--- start Exercise material ---

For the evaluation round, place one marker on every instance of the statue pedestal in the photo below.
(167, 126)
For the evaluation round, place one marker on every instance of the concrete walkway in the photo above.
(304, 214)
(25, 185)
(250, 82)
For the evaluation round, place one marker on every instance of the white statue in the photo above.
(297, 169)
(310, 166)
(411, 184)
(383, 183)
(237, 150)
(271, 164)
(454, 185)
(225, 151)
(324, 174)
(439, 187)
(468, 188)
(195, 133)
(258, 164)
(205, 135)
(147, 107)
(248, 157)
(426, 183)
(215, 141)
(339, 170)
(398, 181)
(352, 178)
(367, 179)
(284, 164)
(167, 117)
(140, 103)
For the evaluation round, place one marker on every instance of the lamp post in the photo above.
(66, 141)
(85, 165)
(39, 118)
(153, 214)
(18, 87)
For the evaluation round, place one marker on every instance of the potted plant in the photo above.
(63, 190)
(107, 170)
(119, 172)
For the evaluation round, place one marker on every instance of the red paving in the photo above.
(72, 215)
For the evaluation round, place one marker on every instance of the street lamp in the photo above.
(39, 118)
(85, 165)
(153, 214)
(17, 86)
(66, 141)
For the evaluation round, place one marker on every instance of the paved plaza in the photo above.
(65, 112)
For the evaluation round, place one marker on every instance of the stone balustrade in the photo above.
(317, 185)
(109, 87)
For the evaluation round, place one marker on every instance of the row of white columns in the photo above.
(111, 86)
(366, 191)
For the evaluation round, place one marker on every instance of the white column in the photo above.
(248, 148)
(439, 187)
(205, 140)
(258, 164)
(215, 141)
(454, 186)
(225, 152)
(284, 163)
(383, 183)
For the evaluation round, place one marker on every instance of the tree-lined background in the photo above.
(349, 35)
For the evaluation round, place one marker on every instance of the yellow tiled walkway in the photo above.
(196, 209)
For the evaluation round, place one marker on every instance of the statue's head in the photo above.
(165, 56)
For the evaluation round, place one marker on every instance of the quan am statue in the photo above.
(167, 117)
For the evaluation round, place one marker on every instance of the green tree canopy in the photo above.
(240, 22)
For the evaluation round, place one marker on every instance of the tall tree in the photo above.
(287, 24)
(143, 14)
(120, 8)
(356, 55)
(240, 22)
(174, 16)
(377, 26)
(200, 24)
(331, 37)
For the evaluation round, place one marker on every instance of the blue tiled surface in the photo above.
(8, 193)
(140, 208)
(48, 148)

--- end Exercise material ---

§ Set problem: Recast the lines from the one containing "head in the photo above." through the final line above as a JSON list of strings, one string per line, with blank lines left out.

§ Output for this exercise:
[
  "For the evaluation round, place one marker on every instance of the statue's head in the photo above.",
  "(165, 56)",
  "For the evaluation round, place one marker on every instance of the quan am statue in the photo above.",
  "(167, 117)",
  "For the evaluation round, place one marker on every instance of the green tree canopy in the photo above.",
  "(240, 22)",
  "For the evaluation round, place one marker on every instance of the tall tree in the photo above.",
  "(287, 24)",
  "(143, 14)",
  "(120, 8)",
  "(356, 55)",
  "(240, 22)",
  "(174, 16)",
  "(377, 26)",
  "(200, 24)",
  "(331, 37)",
  "For the evaluation round, place one marker on every instance of the blue tiled surface in the photo above.",
  "(8, 193)",
  "(140, 208)",
  "(48, 148)"
]